- SEÇÃO DE TEXTO
---*---

Uma objeção sempre presente no meio dos empresários preocupados com a proteção dos seus ativos e dos profissionais da publicidade é a impossibilidade de registro de slogan. Afinal, tais expressões muitas vezes apresentam uma distinção tão acentuada quanto as marcas, têm a mesma atividade criativa envolvida e possuem uma força de identificação avassaladora. Quando lembramos do produto que tem “mil e uma utilidades” ou das bebidas que “te dá asas”, “desce redondo” ou é “uma boa ideia”, as marcas tornam-se praticamente dispensáveis. Os slogans, quando atingem a notoriedade, falam por si só.

Tomaz Silva/Agência Brasil

Visando a resguardar tais criações, o Instituto Nacional da Propriedade Industrial (INPI) anunciou uma importante mudança em sua política de registro marcário, passando a aceitar o registro de slogans publicitários como marcas. Tal medida representa um marco evolutivo na proteção da propriedade industrial, deixando o Brasil mais próximo das boas práticas internacionais sobre o assunto.

Segundo levantamento do próprio INPI [1], dos países integrantes da Organização Mundial de Propriedade Industrial (Ompi), apenas quatro não permitiam o registro de slogan como marca, numa posição contrária aos 67 países que já tinham tal entendimento. Dos quatro, a China, por meio da China National Intellectual Property Administration (CNIPA) e Japão, através do Japan Patent Office (JPO) mudaram de posição em 2023, deixando o Brasil como um dos últimos a revisarem o seu ponto de vista sobre a matéria.

Sendo uma tendência global, é importante compreender como o país manteve, até então, a posição contramajoritária. Por aqui, tal proteção da propriedade industrial é regulamentada pela Lei Federal nº 9.279/1996 [2]. E a referida norma, em seu artigo 122, define como passível de registro como marca os sinais distintivos visualmente perceptíveis, desde que não estejam compreendidos nas proibições legais. Enquanto a conceituação é abrangente e genérica, as proibições são mais detalhadas, listando a norma vinte e três blocos de definições proibitivas (artigo 124).

---*---

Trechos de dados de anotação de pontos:
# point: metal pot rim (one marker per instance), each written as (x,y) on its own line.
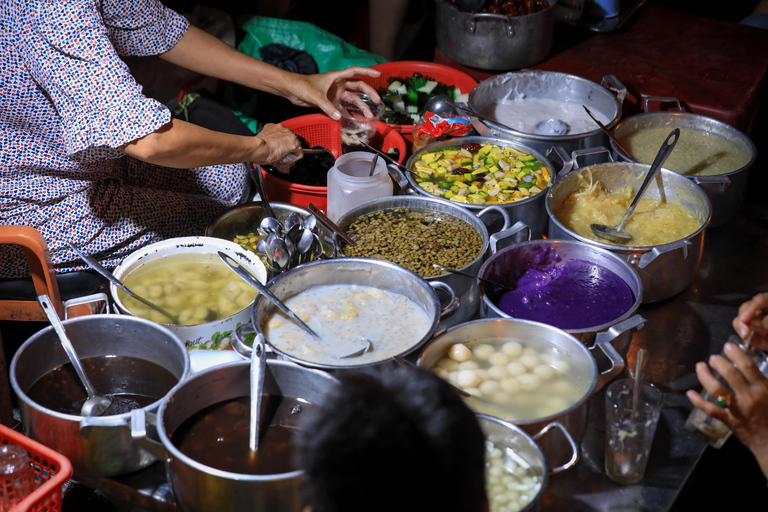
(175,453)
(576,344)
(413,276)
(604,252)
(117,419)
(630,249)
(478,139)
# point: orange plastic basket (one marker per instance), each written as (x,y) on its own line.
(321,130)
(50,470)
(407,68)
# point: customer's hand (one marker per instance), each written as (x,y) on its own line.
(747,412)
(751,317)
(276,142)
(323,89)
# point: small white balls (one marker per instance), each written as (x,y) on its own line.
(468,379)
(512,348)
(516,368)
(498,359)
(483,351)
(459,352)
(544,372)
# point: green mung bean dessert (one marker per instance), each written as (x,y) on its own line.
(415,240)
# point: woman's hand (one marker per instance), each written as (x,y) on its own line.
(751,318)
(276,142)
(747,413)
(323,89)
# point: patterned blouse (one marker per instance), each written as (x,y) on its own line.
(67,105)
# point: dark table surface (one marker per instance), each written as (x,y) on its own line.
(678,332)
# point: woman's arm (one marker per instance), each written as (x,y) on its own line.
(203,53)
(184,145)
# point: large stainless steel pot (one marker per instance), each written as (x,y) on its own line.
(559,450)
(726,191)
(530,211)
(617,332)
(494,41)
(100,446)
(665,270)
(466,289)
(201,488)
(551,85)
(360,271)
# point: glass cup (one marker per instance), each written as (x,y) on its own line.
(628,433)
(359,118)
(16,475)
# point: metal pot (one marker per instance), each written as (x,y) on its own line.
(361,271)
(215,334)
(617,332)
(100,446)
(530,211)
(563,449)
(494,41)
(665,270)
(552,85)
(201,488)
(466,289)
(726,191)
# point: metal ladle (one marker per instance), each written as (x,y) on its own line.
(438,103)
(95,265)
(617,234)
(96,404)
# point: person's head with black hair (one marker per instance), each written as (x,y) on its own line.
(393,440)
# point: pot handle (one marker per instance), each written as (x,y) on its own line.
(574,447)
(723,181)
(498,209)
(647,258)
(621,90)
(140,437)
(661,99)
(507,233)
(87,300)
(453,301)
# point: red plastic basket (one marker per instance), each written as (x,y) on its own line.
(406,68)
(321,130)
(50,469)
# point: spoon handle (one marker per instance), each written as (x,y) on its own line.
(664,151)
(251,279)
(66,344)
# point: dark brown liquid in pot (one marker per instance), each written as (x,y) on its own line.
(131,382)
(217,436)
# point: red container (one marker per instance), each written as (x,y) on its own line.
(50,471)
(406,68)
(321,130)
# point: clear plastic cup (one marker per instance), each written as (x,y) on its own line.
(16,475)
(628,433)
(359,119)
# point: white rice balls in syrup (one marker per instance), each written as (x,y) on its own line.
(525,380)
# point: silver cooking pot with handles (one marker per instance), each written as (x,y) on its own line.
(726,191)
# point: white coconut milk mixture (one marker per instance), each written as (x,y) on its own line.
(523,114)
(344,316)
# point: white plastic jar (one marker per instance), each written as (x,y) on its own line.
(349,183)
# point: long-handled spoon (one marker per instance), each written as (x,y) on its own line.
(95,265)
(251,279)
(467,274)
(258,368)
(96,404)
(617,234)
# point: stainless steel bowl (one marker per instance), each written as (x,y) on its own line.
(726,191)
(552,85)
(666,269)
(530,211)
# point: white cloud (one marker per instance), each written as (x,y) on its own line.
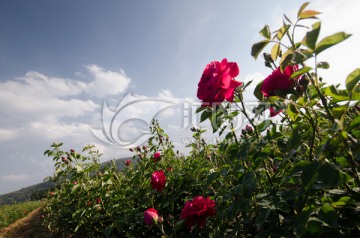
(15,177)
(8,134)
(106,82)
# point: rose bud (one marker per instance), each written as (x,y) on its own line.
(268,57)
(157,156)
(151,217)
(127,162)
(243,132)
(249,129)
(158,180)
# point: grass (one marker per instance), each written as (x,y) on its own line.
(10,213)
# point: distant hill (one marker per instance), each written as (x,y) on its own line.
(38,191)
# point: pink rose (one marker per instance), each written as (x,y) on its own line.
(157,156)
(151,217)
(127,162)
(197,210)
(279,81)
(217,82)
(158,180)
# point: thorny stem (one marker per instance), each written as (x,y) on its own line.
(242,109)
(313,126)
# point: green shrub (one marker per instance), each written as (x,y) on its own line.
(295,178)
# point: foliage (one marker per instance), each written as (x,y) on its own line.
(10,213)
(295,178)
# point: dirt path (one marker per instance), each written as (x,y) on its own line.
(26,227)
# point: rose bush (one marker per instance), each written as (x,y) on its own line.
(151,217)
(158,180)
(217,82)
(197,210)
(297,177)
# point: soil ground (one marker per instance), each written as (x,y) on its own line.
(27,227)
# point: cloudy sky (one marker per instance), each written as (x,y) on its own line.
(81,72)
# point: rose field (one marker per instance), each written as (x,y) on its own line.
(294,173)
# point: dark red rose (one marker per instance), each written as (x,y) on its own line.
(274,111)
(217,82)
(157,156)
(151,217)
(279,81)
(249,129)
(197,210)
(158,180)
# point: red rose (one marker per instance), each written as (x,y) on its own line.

---*---

- INSTRUÇÕES
• a. Liste todos os slogans citados entre aspas no texto sobre registro de slogans.
• b. Responda com base no texto sobre registro de slogans:
(i) Quantos países da Ompi já permitiam o registro de slogan como marca?
(ii) Que lei regulamenta a proteção da propriedade industrial no Brasil?
(iii) Quantos blocos de definições proibitivas o artigo 124 lista?
• c. Extraia do texto sobre registro de slogans o trecho que vai de "Sendo uma tendência" até "proibitivas (artigo 124).", incluindo essas palavras.

- RESPOSTAS
• a.
“mil e uma utilidades”
“te dá asas”
“desce redondo”
“uma boa ideia”

• b.
(i) 67 países.
(ii) A Lei Federal nº 9.279/1996.
(iii) Vinte e três.

• c.
Sendo uma tendência global, é importante compreender como o país manteve, até então, a posição contramajoritária. Por aqui, tal proteção da propriedade industrial é regulamentada pela Lei Federal nº 9.279/1996 [2]. E a referida norma, em seu artigo 122, define como passível de registro como marca os sinais distintivos visualmente perceptíveis, desde que não estejam compreendidos nas proibições legais. Enquanto a conceituação é abrangente e genérica, as proibições são mais detalhadas, listando a norma vinte e três blocos de definições proibitivas (artigo 124).